**EXTRAHIERTER TEXT:**
★ ★ ★ ★ ★
Entschädigungen für Deportation

Es werden weiterhin die ehemals in die UdSSR als Zwangsarbeiter Deportierten von beiden Staaten unterstützt und auch deren Kinder und Stiefkinder, inklusive die im Ausland lebenden. So erhielten schon zahlreiche Antragsteller im In- und Ausland ihre Zahlungsbescheide. Leider hat in einigen Kreisen die zuständige Behörde AJPIS die Anträge der Kinder der ehemaligen Deportierten mit der Begründung abgewiesen, dass die Bescheinigungen der evangelischen Kirche A.B. in Rumänien keine offiziellen Dokumente im Sinne des Gesetzes darstellten. Hier handelt es sich um eine eklatante Übertretung des Gesetzes, welches alle legalen Beweismittel für die Verschleppung nach Russland zulässt, inklusive Zeugenaussagen. Ebenso wurden die vom Suchdienst des Deutschen Roten Kreuzes übermittelten Originalunterlagen aus Russland (die Interniertenkarteien, die aus Moskau übernommen wurden) abgewiesen, was absolut inakzeptabel ist.
★ ★ ★ ★ ★
**Auszüge aus beschrifteten Bereichsdaten:**
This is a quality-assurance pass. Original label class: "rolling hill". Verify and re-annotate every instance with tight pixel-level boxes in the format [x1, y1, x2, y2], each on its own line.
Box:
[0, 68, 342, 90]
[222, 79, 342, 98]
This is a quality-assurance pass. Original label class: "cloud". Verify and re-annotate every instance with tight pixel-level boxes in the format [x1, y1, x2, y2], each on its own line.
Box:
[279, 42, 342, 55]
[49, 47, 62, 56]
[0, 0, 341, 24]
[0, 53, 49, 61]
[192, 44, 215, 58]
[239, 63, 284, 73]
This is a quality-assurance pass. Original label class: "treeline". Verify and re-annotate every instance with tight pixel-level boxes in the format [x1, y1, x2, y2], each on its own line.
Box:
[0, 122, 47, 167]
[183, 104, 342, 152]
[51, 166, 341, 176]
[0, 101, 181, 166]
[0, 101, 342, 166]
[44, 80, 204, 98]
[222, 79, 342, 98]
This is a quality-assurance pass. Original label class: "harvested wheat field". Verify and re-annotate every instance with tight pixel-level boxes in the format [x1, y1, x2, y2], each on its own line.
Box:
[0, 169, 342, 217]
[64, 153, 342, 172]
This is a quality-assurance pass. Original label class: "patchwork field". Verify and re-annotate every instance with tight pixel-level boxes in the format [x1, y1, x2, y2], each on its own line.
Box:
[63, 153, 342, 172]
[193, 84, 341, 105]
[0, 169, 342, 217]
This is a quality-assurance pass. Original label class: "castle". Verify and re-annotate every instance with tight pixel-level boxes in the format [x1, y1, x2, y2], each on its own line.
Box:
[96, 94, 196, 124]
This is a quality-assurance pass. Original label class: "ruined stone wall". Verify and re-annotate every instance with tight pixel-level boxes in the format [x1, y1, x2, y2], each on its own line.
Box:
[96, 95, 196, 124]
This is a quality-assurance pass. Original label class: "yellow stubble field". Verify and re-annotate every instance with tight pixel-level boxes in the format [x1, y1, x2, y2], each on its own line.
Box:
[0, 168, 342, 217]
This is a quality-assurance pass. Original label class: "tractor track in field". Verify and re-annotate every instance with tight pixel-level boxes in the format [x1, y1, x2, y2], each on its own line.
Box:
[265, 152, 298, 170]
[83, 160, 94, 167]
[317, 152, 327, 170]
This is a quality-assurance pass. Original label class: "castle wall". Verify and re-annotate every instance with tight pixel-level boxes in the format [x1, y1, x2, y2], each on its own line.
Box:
★ ★ ★ ★ ★
**ANFORDERUNGEN DER ÜBUNG:**
**a)** Nennen Sie sämtliche Behörden und Organisationen, die im Text über Entschädigungen für Deportation namentlich erwähnt werden.
**b)** Mit welcher Begründung lehnte die Behörde AJPIS laut dem Text über Entschädigungen für Deportation in einigen Kreisen die Anträge der Kinder ehemaliger Deportierter ab?
**c)** Führen Sie den Text über Entschädigungen für Deportation im Anschluss an seinen letzten Satz weiter.
Für die Bearbeitung werden die Einträge nicht benötigt.

**ANTWORTEN:**
**a)**
- AJPIS
- evangelische Kirche A.B. in Rumänien
- Suchdienst des Deutschen Roten Kreuzes

**b)** Die Bescheinigungen der evangelischen Kirche A.B. in Rumänien stellten keine offiziellen Dokumente im Sinne des Gesetzes dar.

**c)**
Seit Februar 2022 hat sich das DFDR auch aktiv für die Hilfe von ukrainischen Flüchtlingen eingesetzt und tut es weiterhin.

Last but not least, versucht das DFDR im politischen Bereich, wie schon seit seiner Gründung, nicht nur theoretisch Brückenbauer zwischen unseren beiden Ländern zu sein, sondern diese Funktion tatsächlich mit Leben zu füllen. Die aktive Teilnahme von Forumsvertretern bei Arbeitsbesuchen rumänischer Regierungsdelegationen in Deutschland, sowie bei Besuchen verschiedener Delegationen von Politikern aus Deutschland in Rumänien (Bundespräsident, Bundeskanzler, Bundesminister, Bundestagsabgeordnete, hohe Vertreter von Bundesländern u.a.) ist dadurch gekennzeichnet, dass das DFDR immer Ansprechspartner ist.